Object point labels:
+===+
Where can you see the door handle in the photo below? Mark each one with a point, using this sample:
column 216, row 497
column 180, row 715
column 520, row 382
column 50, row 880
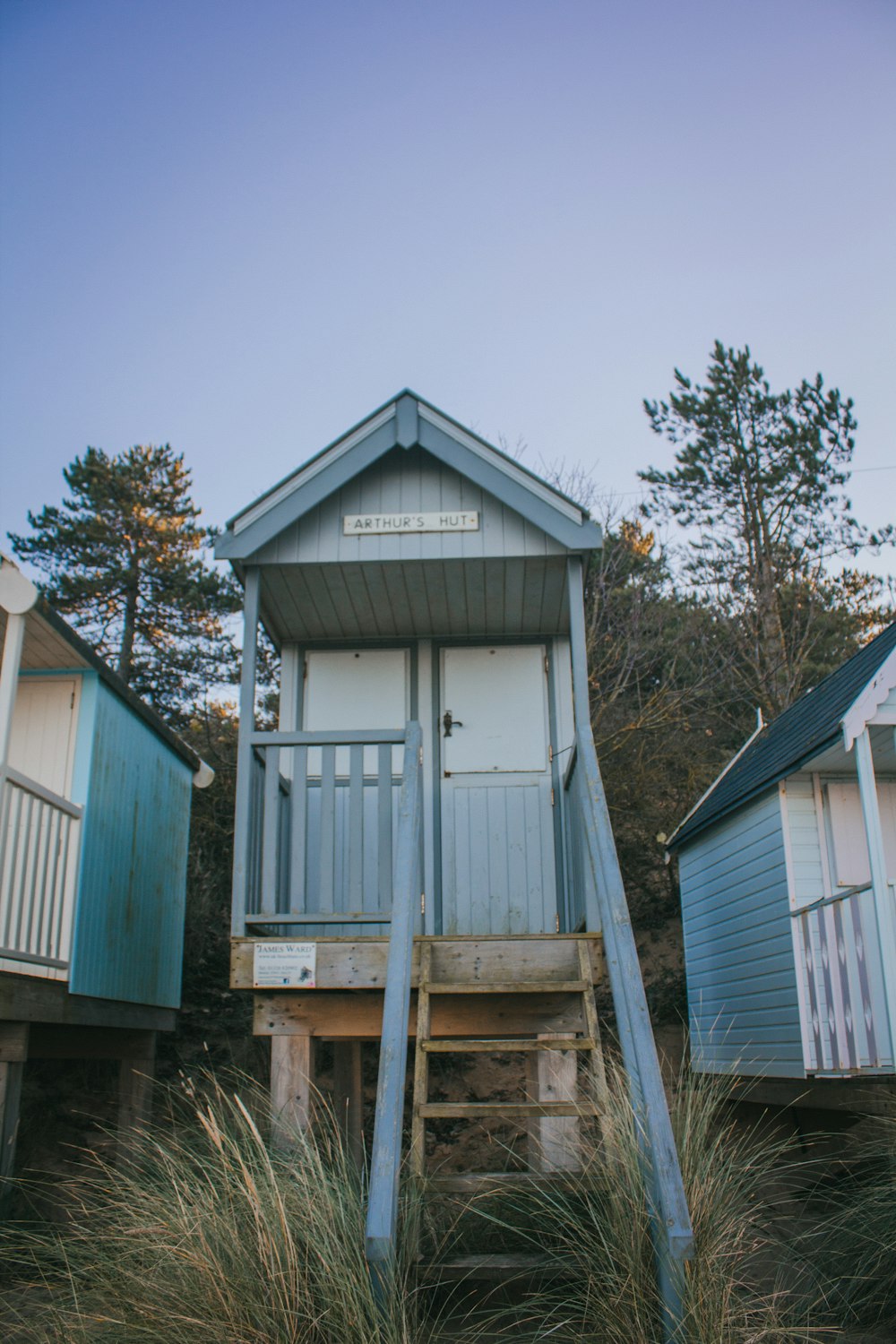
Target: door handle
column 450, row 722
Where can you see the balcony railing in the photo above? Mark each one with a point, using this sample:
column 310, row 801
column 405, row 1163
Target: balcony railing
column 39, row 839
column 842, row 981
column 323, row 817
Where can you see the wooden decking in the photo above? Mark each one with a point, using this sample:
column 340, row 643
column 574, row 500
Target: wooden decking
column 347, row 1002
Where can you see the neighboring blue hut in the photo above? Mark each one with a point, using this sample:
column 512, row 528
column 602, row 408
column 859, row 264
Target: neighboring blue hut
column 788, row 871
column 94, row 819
+===+
> _What the task requires_: Retype the records exactly. Any image in them should not appear in what you write.

> _Solved problem_:
Where can you see the door handle in the photo below? Mark each one with a point, using this sample:
column 216, row 497
column 180, row 715
column 520, row 382
column 50, row 880
Target: door handle
column 450, row 722
Where can you see the balcony railing in the photo above? Mark each one with a point, using this sample:
column 310, row 801
column 405, row 1163
Target: balcony railing
column 39, row 839
column 842, row 981
column 323, row 817
Where can you see the wooden decking in the photo above? Mark each one with a point, using this sample:
column 340, row 643
column 574, row 500
Target: wooden decking
column 347, row 1002
Where can you see the neighboring blue hut in the photo above? Mark each one with a point, using this sample:
column 512, row 528
column 602, row 408
column 859, row 264
Target: neighboring blue hut
column 788, row 871
column 94, row 819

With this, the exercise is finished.